> _PROBLEM DESCRIPTION_
Can you pick out every line of the items below that contains the string "beam" and copy each one? Case counts.

── DATA IN THIS EXERCISE ──

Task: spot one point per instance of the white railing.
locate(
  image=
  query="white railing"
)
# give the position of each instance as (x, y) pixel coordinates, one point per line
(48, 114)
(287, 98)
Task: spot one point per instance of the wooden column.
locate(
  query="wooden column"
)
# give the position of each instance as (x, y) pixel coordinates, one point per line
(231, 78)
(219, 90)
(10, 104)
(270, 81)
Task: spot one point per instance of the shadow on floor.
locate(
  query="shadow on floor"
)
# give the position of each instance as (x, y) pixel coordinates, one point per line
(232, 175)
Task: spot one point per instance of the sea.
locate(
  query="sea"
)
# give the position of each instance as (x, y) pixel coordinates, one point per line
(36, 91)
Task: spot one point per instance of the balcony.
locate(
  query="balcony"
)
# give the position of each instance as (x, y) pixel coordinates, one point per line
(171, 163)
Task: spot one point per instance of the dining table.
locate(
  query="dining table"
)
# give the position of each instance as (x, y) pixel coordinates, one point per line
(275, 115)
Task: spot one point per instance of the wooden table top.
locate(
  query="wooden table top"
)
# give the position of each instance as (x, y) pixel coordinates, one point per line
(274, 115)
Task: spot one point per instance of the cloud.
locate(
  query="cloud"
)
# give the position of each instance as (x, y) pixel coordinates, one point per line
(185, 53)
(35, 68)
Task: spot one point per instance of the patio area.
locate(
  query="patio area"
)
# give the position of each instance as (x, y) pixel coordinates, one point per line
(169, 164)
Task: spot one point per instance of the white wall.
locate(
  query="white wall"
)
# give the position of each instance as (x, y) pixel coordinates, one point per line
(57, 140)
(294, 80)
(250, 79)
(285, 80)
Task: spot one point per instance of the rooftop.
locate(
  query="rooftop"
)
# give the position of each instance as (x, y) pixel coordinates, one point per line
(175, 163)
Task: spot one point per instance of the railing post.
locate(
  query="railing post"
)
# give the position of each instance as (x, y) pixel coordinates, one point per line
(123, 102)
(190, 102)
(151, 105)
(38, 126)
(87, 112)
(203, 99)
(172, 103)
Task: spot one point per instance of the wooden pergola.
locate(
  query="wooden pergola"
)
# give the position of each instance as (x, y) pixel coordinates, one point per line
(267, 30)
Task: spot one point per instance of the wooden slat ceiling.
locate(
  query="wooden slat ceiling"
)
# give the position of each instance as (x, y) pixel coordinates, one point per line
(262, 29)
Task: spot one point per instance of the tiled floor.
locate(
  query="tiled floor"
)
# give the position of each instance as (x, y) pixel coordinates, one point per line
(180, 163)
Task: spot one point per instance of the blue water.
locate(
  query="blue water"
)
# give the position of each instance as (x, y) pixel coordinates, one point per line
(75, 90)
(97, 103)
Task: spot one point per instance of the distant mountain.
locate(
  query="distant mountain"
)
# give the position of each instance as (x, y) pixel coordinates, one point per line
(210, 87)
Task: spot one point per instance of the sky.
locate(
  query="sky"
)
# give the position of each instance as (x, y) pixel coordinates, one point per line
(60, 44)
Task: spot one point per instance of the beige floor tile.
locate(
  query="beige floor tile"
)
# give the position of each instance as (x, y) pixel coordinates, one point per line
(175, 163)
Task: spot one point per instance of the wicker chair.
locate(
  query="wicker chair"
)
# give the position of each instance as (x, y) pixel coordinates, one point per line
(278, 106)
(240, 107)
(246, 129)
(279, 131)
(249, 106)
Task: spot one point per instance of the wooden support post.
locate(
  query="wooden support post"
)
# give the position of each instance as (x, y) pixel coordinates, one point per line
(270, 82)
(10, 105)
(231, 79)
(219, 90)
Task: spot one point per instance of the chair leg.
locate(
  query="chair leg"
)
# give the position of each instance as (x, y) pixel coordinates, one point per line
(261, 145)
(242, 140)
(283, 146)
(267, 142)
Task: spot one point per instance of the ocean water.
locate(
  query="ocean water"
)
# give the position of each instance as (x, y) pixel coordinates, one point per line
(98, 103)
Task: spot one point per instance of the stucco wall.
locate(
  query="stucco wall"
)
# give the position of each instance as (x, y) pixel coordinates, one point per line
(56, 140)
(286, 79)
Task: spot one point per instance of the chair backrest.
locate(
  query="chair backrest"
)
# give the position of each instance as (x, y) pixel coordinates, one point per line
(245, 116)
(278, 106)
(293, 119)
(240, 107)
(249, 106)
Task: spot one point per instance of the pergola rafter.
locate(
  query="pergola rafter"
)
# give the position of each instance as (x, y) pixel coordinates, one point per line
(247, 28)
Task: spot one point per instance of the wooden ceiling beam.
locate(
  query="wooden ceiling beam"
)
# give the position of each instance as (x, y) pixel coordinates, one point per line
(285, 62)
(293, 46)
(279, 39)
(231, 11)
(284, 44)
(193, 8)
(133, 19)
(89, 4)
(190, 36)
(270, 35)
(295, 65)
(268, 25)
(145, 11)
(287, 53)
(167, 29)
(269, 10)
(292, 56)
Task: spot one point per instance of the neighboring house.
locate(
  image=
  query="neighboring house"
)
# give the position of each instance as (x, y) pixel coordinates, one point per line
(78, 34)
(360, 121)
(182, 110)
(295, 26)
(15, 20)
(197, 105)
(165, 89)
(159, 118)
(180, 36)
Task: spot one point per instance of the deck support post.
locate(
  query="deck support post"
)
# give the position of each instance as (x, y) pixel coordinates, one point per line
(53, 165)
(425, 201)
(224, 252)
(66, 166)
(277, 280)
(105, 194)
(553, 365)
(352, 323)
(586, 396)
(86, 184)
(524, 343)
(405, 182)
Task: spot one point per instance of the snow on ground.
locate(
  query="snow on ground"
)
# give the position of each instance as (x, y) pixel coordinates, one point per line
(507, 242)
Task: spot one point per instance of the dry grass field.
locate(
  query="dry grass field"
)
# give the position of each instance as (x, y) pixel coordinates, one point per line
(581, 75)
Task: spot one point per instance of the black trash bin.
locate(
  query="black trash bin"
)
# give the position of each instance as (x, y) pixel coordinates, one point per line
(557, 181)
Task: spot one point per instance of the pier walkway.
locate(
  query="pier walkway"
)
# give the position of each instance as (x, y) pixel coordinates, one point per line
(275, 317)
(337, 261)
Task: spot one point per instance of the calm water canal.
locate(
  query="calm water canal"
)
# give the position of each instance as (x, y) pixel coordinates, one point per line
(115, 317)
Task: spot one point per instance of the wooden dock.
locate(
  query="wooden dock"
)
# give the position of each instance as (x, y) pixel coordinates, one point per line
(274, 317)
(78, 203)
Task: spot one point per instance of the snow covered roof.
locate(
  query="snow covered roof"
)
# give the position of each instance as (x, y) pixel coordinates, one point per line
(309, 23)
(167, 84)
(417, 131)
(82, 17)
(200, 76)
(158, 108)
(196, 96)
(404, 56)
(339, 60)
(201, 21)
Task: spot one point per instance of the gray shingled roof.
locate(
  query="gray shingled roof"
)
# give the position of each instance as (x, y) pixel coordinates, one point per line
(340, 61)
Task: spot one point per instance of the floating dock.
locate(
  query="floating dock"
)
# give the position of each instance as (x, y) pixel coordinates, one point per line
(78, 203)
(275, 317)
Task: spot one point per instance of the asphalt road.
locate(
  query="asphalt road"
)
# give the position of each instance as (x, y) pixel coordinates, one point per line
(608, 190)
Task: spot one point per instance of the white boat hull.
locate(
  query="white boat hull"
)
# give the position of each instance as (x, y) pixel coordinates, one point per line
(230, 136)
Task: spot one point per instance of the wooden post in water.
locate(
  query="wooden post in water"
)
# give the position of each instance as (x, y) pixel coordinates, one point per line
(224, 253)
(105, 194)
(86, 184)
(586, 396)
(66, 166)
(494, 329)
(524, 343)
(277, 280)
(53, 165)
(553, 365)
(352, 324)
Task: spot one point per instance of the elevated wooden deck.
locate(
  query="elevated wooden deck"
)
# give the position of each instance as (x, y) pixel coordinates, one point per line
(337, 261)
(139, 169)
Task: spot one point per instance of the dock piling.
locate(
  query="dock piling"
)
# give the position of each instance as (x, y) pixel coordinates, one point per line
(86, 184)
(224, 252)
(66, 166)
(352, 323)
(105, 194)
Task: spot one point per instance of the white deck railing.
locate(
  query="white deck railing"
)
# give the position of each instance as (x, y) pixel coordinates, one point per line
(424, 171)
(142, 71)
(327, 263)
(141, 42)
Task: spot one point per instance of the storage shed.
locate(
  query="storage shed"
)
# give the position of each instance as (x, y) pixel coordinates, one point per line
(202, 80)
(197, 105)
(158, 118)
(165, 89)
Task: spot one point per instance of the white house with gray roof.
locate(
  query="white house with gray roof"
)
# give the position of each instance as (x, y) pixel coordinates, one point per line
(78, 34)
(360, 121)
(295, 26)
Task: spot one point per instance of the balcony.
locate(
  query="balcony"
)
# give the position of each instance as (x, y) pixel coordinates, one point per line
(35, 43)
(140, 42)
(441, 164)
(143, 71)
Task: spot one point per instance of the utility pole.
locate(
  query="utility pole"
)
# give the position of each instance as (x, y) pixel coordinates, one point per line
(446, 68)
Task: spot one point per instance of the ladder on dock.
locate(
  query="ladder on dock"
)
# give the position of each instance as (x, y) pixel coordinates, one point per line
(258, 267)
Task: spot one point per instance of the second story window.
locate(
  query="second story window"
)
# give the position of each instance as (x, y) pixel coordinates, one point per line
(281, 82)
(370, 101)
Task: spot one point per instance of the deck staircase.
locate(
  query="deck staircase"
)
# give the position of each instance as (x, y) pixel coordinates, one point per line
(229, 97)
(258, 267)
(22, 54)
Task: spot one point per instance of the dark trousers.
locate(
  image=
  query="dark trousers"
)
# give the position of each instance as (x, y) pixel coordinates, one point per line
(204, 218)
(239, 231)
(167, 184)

───
── DATA IN THIS EXERCISE ──

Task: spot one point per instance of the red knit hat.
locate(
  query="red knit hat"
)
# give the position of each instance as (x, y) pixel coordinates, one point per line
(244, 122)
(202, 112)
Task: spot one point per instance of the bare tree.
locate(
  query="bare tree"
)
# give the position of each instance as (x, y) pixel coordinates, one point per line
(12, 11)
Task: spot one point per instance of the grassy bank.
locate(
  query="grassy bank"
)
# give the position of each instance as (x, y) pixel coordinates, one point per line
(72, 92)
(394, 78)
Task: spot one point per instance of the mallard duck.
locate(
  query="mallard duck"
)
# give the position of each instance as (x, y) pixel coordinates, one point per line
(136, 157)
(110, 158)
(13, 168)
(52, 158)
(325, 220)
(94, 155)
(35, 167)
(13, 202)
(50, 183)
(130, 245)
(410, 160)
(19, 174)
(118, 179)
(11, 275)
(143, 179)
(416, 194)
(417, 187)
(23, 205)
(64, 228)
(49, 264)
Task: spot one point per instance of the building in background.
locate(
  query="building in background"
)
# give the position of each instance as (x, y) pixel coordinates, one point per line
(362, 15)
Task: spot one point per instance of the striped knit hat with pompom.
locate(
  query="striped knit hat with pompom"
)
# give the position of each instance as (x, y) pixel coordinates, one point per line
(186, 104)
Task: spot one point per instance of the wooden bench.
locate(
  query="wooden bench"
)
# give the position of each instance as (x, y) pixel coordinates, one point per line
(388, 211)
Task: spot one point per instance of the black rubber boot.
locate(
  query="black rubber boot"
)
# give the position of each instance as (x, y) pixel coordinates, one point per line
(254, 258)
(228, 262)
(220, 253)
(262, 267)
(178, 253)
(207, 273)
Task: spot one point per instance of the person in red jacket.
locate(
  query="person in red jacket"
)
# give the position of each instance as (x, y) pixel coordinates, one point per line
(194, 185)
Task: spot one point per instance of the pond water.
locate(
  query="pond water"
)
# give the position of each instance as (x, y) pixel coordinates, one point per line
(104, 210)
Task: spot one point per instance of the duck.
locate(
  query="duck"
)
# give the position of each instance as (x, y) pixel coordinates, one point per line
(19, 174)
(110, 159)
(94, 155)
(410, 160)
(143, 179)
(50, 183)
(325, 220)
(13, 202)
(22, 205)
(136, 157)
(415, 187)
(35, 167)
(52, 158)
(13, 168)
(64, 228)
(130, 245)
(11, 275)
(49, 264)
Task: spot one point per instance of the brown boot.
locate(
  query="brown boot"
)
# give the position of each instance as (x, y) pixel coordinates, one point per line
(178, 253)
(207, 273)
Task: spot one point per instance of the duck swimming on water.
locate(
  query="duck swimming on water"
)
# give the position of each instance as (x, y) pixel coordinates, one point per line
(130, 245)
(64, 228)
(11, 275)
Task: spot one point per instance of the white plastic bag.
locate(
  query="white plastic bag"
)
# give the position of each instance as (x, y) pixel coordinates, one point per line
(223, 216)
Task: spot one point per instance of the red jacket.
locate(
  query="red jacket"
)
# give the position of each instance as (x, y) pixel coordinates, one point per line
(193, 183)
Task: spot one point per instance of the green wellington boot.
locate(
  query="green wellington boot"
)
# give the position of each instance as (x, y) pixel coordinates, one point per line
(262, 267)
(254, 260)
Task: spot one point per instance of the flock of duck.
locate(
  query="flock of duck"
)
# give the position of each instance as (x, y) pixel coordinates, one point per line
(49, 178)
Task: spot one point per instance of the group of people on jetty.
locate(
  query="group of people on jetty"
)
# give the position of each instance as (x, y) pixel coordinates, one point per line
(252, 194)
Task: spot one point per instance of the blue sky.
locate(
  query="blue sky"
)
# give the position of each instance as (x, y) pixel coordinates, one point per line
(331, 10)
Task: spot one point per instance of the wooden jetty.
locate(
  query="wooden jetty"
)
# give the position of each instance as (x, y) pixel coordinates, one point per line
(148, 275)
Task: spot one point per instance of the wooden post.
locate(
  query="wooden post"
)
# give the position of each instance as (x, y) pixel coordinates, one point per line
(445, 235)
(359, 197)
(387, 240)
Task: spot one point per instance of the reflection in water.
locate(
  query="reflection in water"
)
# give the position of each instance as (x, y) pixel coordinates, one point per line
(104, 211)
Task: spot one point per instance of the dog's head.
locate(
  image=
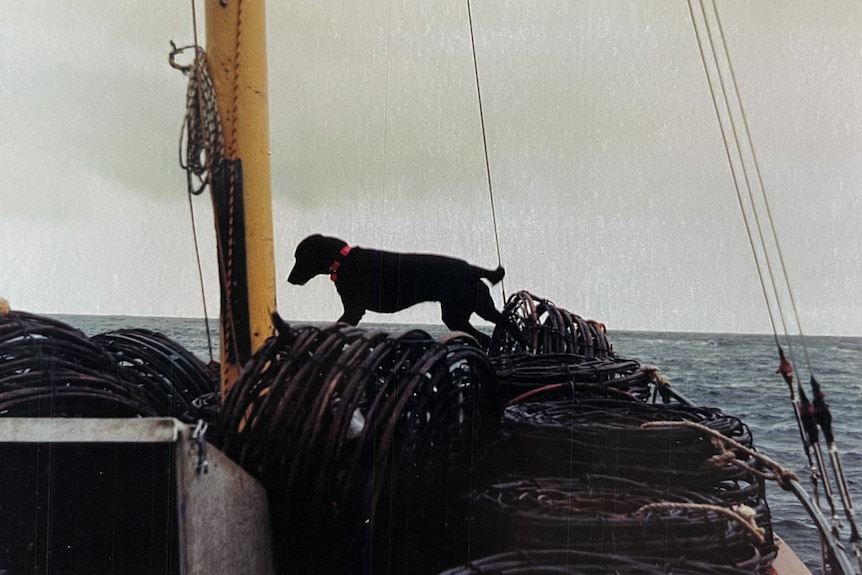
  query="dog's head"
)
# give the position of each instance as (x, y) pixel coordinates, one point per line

───
── DATA IN THIS EXERCISE ──

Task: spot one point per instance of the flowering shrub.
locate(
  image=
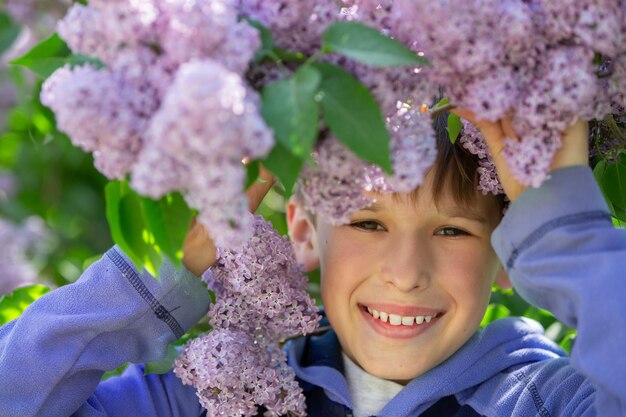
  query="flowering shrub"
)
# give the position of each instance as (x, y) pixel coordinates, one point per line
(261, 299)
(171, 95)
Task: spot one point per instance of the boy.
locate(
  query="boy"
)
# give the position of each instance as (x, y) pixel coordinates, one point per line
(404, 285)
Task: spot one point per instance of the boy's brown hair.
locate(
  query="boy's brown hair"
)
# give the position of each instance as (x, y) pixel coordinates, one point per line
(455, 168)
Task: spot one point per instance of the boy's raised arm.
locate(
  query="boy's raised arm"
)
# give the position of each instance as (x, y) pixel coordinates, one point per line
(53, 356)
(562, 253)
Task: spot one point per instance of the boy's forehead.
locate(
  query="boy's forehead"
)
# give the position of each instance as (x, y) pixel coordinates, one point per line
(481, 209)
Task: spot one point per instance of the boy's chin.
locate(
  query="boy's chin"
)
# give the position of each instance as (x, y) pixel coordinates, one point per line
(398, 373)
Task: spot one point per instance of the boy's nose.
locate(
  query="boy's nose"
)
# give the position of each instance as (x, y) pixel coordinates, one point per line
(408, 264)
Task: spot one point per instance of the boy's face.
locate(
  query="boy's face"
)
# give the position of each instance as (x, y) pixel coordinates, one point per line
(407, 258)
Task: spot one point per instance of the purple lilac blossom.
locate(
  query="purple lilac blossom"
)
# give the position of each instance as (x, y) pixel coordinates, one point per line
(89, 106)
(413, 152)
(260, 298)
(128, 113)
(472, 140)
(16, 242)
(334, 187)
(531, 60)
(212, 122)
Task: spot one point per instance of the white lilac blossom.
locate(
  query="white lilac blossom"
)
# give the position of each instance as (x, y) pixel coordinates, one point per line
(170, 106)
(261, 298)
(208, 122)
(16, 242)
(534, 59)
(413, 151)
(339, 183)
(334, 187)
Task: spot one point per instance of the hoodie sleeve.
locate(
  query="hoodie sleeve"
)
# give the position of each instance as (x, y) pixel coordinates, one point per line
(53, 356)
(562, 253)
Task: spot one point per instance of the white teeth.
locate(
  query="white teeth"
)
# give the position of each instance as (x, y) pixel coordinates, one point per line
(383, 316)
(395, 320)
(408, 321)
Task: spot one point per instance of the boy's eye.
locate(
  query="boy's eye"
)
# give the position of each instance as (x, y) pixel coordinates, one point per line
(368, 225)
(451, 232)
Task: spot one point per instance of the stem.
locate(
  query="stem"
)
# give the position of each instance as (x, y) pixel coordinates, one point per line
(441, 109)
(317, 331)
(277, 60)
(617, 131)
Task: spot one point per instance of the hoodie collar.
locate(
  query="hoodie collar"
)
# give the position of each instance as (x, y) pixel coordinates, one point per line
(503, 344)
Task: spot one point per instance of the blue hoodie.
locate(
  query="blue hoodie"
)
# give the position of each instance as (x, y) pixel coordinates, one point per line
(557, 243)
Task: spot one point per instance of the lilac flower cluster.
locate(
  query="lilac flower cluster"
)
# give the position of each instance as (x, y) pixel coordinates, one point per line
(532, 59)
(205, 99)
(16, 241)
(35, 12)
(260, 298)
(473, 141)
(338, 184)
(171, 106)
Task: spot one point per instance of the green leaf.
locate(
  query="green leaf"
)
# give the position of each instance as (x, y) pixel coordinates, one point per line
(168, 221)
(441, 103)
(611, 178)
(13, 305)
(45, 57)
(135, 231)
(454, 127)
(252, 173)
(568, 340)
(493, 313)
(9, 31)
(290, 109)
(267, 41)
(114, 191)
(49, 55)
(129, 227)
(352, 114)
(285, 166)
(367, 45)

───

> _FULL RESPONSE_
Task: spot one point per instance of the wooden ceiling beam.
  query="wooden ceiling beam"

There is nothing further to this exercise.